Instructions for the task
Return every line of the material below that contains the word "wheel".

═════ The data

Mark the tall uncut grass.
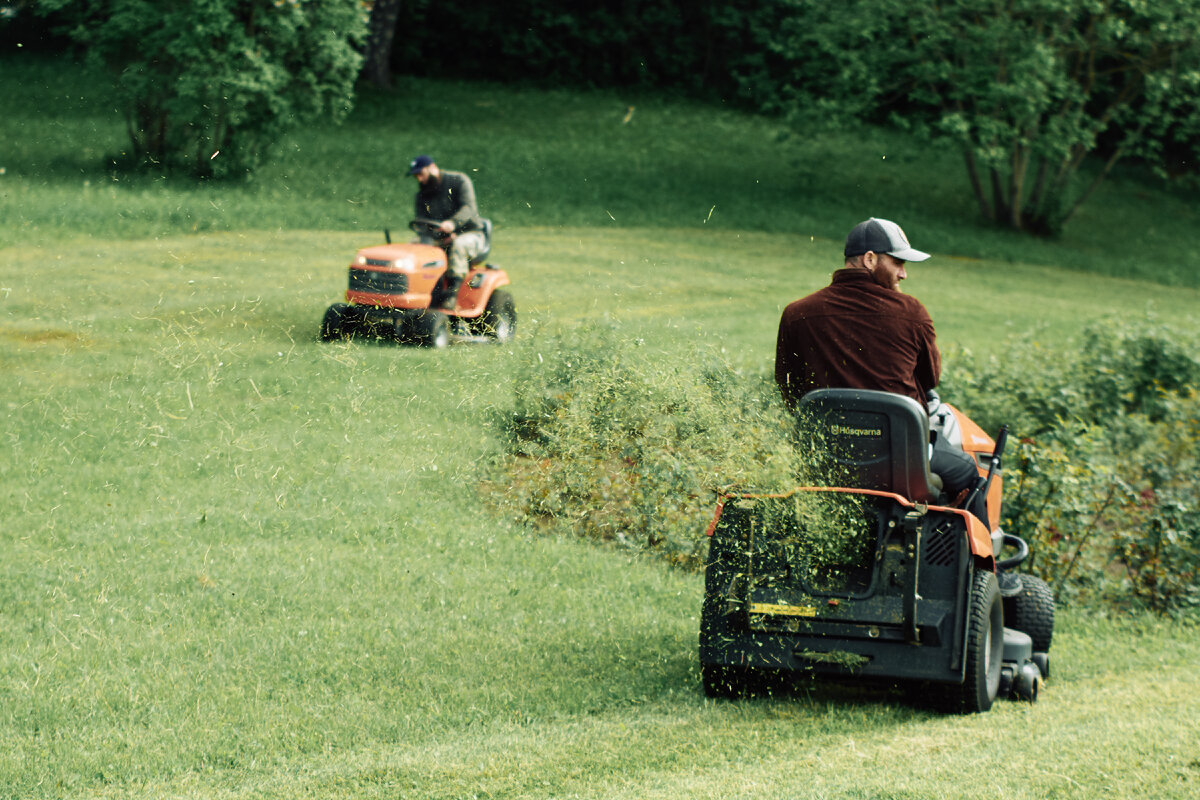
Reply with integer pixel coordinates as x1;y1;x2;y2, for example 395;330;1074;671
0;54;1200;800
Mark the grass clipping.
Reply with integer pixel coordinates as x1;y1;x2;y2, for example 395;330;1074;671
488;324;816;567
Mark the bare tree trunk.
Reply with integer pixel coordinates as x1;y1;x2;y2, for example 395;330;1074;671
962;145;995;219
362;0;401;89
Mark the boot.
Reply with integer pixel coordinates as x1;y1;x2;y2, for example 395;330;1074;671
438;275;462;308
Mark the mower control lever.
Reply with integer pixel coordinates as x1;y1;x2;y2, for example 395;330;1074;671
962;425;1008;522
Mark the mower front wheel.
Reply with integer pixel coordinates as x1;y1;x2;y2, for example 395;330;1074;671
1004;575;1055;652
956;571;1004;714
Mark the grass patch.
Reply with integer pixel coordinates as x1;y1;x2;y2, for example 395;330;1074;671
0;54;1200;800
0;228;1200;798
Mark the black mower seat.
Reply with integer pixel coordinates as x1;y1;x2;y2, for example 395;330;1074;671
470;219;492;266
799;389;942;503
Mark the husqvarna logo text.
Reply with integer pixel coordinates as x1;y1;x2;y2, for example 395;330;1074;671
832;425;883;437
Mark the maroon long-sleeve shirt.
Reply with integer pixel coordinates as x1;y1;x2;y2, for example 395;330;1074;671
775;269;942;409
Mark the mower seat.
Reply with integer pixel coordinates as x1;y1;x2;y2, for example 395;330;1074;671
470;219;492;266
799;389;942;503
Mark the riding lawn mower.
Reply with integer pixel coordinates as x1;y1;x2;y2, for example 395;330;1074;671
700;389;1055;712
320;219;517;348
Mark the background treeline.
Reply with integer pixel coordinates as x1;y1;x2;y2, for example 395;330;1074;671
379;0;753;98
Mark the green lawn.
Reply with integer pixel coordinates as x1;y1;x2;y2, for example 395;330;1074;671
0;51;1200;800
0;228;1200;798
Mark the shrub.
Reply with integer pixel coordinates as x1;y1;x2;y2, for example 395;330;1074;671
942;319;1200;613
41;0;366;176
491;321;1200;614
492;324;798;566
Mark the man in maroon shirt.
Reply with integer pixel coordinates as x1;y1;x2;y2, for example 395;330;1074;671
775;217;986;521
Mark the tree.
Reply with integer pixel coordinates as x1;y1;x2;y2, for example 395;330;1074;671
743;0;1200;234
40;0;366;178
362;0;400;89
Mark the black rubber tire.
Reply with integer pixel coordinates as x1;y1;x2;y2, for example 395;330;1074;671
412;309;450;350
958;571;1004;714
474;289;517;343
320;302;352;342
1004;575;1055;652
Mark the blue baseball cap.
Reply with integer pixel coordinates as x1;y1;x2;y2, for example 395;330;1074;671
407;156;433;175
844;217;929;261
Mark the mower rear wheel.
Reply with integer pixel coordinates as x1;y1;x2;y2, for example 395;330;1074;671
320;302;352;342
1004;575;1054;652
472;289;517;343
958;571;1004;714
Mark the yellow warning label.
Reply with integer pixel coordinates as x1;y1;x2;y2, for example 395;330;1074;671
750;603;817;616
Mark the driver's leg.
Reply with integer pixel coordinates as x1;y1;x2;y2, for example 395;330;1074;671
929;437;988;525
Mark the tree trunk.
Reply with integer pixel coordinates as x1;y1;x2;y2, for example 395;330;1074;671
362;0;401;89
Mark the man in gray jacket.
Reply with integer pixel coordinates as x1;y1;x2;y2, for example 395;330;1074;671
408;156;487;308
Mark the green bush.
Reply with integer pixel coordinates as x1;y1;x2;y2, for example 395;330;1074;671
491;323;1200;613
41;0;366;178
942;320;1200;613
493;324;798;566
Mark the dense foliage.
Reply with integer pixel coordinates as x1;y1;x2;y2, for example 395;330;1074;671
496;323;1200;613
947;321;1200;612
374;0;761;95
379;0;1200;234
41;0;366;176
724;0;1200;233
493;325;797;566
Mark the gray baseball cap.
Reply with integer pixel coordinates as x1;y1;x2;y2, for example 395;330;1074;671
844;217;929;261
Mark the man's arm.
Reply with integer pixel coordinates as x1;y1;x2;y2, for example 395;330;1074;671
916;314;942;392
775;318;799;410
446;174;479;231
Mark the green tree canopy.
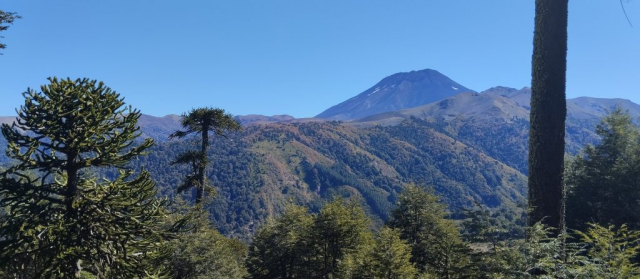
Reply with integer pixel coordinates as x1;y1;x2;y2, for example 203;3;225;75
0;78;172;278
390;184;470;278
0;10;20;54
363;227;417;279
170;108;242;204
566;108;640;230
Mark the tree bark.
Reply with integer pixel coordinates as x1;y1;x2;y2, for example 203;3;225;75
528;0;568;234
196;125;209;204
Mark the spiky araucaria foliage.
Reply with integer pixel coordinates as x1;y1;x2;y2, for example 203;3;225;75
0;78;174;278
170;108;242;204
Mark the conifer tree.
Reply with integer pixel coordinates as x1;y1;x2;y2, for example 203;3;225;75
0;78;168;278
0;10;21;55
566;108;640;233
312;199;373;278
390;184;470;278
170;108;242;204
246;205;314;279
365;227;417;279
528;0;568;234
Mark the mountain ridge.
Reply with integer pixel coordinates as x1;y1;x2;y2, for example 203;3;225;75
315;69;475;120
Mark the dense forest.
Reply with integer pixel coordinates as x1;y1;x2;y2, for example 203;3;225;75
0;78;640;278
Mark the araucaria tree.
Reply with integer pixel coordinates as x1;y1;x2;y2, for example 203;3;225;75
170;108;242;204
0;10;20;53
0;78;167;278
529;0;568;233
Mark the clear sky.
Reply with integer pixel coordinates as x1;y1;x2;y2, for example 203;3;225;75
0;0;640;117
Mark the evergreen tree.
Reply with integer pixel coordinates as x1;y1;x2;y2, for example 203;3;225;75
0;78;168;278
170;108;242;204
566;108;640;230
390;184;469;278
312;199;373;278
0;10;20;54
364;227;417;279
160;205;247;279
246;205;314;279
528;0;568;233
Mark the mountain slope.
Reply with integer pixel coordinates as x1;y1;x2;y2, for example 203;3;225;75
135;119;526;240
316;69;474;120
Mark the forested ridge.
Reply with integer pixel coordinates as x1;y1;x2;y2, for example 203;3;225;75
0;78;640;278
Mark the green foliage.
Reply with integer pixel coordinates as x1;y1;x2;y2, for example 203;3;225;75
160;207;247;279
363;227;417;279
246;205;314;279
247;199;373;278
481;223;640;279
566;108;640;230
0;78;170;278
0;10;21;54
169;108;242;204
390;184;470;278
311;199;373;278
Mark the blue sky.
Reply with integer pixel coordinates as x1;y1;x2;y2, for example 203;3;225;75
0;0;640;117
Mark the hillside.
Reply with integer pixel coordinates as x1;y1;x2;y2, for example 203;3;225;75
136;119;526;240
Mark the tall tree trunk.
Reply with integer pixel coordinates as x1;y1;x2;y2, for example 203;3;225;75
529;0;568;234
65;154;82;278
196;125;209;204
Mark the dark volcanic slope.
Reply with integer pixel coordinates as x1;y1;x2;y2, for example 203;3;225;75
316;69;473;120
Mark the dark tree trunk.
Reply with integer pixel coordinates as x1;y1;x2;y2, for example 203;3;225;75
196;125;209;204
529;0;568;233
65;154;82;278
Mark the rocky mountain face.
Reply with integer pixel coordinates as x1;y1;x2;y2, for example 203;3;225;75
316;69;474;120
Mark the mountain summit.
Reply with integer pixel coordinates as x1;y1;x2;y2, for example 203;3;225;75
316;69;475;120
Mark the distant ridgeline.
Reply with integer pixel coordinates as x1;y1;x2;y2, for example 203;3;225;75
0;70;640;239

══════════

Solution for this problem
Mark the mower front wheel.
Mark the mower rear wheel.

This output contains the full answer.